INPUT MATERIAL:
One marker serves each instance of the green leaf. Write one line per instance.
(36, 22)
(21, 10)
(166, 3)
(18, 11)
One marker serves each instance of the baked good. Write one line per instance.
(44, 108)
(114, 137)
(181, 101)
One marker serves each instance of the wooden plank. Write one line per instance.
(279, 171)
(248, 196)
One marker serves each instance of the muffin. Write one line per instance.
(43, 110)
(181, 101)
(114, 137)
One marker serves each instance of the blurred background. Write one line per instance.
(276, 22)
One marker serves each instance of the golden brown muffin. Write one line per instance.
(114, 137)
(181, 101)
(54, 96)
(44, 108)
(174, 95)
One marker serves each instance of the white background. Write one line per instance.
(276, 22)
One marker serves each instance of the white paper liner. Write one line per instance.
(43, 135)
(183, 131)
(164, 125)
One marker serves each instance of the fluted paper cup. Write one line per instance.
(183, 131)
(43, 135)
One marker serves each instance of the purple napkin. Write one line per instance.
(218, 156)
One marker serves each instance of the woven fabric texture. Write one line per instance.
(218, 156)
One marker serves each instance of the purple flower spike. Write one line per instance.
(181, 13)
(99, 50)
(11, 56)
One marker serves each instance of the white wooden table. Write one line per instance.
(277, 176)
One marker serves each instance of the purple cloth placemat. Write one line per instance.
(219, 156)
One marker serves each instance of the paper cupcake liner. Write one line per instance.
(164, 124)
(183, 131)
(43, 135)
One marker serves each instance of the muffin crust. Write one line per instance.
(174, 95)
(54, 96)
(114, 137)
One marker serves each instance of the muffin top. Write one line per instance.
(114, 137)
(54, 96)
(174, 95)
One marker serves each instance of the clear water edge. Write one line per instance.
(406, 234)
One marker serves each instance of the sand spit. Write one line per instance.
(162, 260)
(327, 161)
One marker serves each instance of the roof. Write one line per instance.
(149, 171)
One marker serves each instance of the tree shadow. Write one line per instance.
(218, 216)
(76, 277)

SET PROBLEM: Every line from the line containing "One marker serves each instance of the muffin crust." to the last line of the material above must be repeated exactly, and no other line.

SOLUTION TO THE EXERCISE:
One marker serves each instance of the muffin crust. Write one line per instance.
(174, 95)
(54, 96)
(114, 137)
One marker serves each instance of the muffin top. Write one line per instance.
(114, 137)
(54, 96)
(174, 95)
One marker serves each instance of the clear water edge. Write one line per instance.
(406, 234)
One marker serves each instance of the sand spit. Write one line per instance.
(162, 260)
(327, 161)
One marker serves each instance of the roof. Write one line per instance.
(149, 171)
One marker serves each instance of the tree shadow. Write one line per instance.
(218, 216)
(76, 277)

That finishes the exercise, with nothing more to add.